Named region outline records:
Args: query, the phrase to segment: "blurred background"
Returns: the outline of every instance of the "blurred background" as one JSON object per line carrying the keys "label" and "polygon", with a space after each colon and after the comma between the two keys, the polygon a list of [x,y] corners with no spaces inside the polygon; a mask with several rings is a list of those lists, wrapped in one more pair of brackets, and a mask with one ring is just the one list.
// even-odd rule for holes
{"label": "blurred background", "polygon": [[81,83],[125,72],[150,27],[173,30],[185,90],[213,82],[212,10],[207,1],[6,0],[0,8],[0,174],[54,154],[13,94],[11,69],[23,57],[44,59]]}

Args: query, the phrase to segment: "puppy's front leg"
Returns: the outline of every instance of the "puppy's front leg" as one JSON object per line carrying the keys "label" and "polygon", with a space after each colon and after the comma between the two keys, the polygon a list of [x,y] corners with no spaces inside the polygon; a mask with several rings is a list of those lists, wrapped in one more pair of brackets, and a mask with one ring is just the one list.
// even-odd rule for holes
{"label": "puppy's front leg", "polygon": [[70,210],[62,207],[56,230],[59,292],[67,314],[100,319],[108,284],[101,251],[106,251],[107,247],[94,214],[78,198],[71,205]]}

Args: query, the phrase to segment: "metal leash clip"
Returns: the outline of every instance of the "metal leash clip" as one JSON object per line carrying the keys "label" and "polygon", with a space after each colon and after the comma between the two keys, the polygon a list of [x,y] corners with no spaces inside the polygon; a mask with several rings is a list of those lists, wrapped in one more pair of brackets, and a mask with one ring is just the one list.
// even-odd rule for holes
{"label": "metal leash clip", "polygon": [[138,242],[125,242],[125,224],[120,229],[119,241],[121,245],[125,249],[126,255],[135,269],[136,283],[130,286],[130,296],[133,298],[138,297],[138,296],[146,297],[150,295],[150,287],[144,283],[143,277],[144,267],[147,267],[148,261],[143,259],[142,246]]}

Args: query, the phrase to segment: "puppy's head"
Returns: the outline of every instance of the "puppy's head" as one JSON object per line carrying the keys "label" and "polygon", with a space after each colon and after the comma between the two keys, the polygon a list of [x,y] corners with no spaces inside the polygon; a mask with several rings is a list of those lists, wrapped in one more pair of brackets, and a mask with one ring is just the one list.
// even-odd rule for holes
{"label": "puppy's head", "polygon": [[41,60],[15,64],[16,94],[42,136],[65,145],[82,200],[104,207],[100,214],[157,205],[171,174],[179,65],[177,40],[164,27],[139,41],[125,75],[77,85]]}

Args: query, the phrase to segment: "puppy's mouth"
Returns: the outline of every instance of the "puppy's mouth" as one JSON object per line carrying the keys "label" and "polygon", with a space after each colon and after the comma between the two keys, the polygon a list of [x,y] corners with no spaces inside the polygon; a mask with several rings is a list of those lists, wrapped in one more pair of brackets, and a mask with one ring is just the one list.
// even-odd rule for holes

* * *

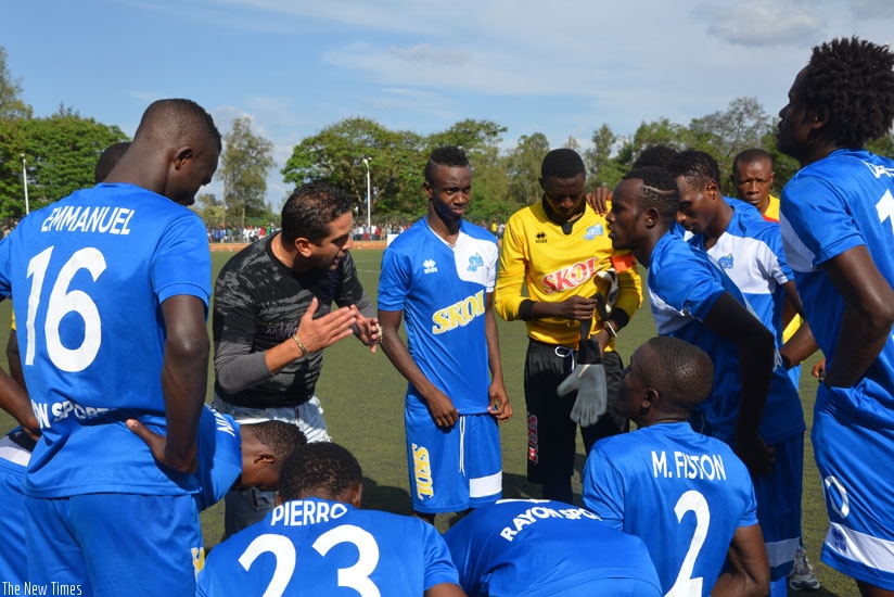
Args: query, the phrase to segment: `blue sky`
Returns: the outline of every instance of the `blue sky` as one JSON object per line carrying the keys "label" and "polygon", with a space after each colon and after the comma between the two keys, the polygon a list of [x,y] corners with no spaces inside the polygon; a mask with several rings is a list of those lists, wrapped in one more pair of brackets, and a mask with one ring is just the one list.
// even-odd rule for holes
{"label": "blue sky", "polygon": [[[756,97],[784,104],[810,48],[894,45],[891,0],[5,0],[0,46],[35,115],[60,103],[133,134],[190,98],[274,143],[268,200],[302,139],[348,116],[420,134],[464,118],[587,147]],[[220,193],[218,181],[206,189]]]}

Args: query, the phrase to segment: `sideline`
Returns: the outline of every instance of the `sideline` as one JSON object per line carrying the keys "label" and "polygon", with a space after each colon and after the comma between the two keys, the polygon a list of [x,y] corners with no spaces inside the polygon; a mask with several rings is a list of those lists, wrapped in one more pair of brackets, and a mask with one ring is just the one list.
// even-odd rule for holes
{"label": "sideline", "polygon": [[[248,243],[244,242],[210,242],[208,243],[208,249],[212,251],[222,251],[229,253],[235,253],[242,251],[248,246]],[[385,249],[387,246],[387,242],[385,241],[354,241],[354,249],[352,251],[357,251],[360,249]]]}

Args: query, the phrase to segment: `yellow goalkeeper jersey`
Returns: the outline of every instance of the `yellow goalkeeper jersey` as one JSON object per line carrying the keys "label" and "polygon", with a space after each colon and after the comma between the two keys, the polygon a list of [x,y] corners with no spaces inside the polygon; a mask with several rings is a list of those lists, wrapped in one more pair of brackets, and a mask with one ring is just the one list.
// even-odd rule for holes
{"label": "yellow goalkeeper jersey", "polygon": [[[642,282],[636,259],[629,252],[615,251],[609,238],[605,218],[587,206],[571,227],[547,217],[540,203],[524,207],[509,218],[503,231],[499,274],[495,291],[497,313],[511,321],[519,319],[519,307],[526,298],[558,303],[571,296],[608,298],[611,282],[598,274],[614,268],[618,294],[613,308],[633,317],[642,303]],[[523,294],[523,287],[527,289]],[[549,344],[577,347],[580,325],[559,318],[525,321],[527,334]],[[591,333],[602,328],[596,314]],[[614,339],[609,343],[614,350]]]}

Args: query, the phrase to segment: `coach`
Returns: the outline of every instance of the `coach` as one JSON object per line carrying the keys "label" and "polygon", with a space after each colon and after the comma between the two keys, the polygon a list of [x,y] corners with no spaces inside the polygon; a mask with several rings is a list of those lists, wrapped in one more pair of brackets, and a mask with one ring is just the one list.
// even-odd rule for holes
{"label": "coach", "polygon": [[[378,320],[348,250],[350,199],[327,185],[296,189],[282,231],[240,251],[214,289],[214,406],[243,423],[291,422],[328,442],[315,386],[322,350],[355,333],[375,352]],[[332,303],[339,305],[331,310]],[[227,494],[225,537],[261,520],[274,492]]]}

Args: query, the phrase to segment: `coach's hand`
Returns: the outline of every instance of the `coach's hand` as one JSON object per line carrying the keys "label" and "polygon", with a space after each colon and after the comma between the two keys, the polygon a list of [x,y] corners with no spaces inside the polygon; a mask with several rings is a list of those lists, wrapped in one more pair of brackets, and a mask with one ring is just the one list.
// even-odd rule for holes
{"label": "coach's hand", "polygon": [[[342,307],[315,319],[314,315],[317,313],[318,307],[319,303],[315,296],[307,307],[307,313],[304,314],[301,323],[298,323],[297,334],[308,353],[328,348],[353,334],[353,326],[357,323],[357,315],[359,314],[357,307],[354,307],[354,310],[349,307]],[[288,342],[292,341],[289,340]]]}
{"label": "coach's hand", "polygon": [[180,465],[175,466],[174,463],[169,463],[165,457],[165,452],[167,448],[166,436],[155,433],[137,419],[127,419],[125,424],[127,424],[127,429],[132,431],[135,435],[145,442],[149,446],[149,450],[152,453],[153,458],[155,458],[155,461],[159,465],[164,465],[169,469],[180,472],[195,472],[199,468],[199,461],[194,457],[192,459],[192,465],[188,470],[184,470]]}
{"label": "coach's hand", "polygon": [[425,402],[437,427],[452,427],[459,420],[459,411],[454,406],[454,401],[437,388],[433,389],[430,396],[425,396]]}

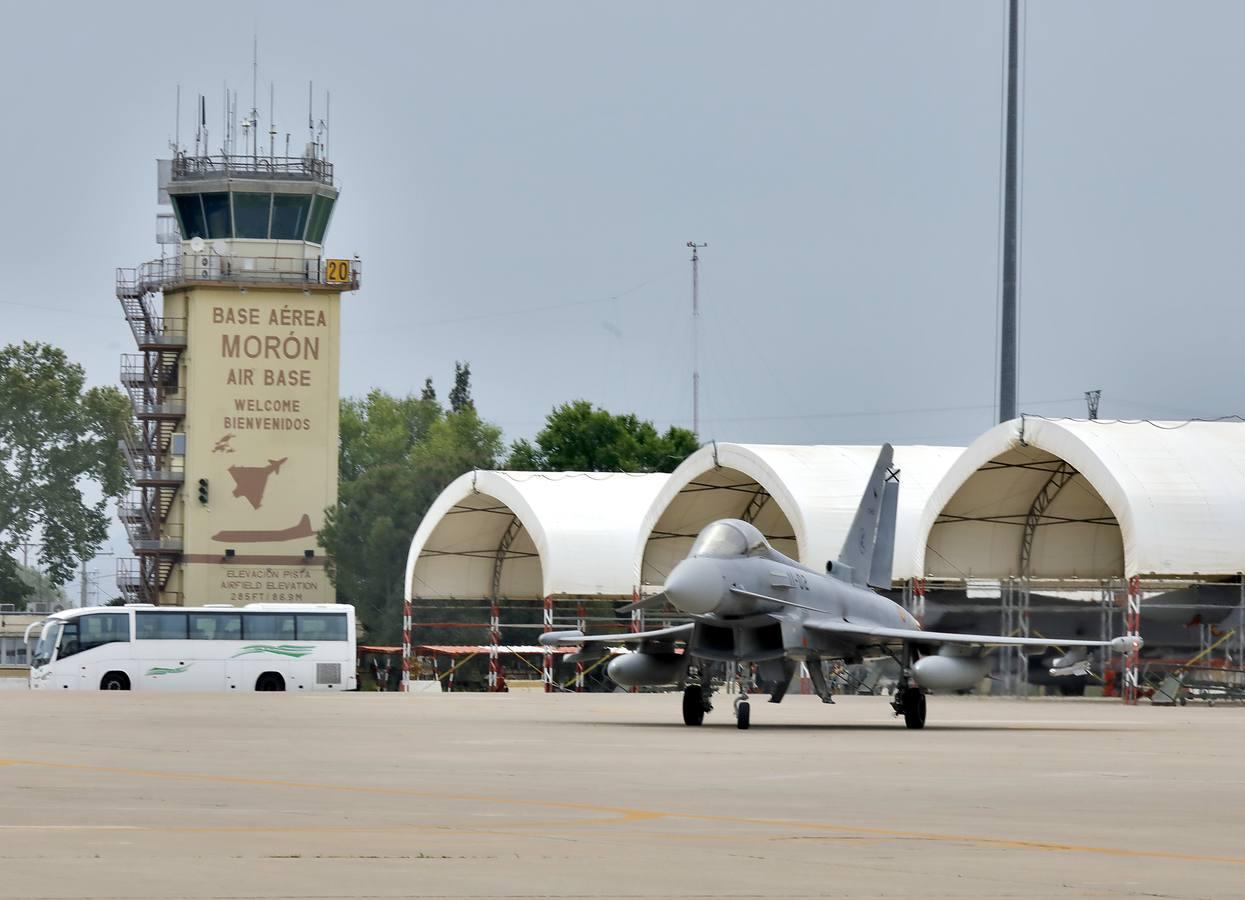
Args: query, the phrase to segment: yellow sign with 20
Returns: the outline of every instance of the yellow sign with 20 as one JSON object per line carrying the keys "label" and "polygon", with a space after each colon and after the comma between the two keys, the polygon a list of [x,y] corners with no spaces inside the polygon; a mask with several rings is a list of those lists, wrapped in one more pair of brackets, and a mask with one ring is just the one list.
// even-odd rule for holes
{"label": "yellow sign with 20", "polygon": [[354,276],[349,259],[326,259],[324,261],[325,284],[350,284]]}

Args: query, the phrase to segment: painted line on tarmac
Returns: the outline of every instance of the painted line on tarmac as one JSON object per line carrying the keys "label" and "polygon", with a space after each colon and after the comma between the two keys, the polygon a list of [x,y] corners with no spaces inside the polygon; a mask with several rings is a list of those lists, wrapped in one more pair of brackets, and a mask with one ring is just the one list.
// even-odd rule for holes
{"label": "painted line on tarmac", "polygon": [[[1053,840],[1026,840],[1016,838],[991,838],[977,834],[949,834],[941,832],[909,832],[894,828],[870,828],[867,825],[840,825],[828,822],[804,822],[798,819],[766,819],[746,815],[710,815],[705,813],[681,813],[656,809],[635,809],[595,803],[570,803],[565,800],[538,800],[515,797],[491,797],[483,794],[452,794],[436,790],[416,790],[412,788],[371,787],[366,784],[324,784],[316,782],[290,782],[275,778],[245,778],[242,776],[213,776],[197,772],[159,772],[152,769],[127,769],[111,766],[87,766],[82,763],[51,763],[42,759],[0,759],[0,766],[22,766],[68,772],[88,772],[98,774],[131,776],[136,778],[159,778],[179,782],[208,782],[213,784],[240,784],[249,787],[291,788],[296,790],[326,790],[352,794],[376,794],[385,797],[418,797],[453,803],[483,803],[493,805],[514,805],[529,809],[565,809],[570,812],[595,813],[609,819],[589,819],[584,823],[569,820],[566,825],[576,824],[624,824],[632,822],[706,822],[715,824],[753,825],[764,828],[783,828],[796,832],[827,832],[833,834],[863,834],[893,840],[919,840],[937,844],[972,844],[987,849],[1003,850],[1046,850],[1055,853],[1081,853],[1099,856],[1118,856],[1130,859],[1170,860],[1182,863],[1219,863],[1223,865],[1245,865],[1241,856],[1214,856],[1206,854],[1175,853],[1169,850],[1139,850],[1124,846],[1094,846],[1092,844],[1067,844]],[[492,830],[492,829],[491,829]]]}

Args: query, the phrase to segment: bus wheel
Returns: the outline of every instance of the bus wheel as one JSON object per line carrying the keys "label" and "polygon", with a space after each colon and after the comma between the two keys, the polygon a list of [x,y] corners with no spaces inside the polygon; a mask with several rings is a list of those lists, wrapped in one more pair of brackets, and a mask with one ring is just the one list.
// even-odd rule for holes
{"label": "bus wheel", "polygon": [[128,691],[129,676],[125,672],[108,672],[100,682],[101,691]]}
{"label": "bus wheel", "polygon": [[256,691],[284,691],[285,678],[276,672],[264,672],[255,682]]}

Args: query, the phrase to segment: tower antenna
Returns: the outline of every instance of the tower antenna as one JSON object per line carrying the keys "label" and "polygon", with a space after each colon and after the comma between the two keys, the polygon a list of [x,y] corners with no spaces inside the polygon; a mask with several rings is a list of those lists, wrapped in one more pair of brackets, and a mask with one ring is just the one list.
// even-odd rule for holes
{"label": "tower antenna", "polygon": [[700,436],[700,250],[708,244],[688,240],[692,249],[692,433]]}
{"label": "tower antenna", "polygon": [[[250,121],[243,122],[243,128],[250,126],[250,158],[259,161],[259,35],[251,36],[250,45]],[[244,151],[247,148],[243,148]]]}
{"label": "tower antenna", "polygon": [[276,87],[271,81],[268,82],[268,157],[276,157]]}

==

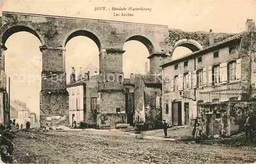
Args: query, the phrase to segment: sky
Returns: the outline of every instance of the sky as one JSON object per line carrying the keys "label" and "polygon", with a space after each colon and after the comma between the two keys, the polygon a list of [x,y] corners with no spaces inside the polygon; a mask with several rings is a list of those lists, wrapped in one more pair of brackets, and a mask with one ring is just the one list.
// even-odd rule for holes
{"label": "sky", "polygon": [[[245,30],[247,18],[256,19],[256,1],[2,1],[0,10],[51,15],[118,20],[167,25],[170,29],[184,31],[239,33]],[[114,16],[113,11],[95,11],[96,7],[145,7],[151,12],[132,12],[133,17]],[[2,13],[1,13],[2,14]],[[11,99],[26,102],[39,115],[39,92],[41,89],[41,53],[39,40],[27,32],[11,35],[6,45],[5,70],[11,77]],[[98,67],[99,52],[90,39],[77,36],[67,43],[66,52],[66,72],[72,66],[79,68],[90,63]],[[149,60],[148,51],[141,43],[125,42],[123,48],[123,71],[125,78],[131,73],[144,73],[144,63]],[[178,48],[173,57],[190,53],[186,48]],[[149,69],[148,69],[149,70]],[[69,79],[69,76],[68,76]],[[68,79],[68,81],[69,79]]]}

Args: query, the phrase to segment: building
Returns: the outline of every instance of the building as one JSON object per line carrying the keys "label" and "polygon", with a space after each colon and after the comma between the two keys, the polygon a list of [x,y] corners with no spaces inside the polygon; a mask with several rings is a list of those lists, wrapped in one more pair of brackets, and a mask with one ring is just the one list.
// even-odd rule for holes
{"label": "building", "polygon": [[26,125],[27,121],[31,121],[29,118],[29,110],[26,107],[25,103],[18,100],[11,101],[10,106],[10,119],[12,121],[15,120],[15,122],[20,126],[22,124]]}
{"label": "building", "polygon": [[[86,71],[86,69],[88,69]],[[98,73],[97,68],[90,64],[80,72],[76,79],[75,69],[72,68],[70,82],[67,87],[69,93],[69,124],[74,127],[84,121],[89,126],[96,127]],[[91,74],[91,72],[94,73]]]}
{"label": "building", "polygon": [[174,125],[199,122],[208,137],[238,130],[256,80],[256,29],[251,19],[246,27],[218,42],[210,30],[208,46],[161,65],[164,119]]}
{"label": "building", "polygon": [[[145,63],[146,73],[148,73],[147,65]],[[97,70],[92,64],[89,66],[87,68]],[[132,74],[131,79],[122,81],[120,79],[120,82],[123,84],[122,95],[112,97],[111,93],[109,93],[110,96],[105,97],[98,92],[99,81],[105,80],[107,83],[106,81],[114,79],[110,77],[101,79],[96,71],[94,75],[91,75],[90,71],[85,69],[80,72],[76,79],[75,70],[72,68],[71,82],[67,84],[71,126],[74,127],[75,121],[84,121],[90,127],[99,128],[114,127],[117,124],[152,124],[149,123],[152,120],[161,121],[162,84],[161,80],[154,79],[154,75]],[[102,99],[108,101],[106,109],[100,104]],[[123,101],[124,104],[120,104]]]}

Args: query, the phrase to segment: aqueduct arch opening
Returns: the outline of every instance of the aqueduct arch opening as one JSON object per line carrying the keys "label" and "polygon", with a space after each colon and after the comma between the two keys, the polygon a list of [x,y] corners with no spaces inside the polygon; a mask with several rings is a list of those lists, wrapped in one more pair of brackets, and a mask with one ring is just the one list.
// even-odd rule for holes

→ GOAL OF THE EXERCISE
Identify every line of the data that contains the word "sign" and copy each one.

→ PROBLEM SOLUTION
Args: query, the phrase to segment: yellow sign with 20
Returns: the outline of every instance of the yellow sign with 20 as one JSON object per line carrying the keys "label" and "polygon", with a space after each colon and after the comma between the two keys, the polygon a list of [x,y] corners with no spaces inside the polygon; a mask with several rings is a list of those lists, wrapped in one more pair of brackets, and a mask with one ring is just the one list.
{"label": "yellow sign with 20", "polygon": [[354,276],[349,259],[326,259],[324,261],[325,284],[350,284]]}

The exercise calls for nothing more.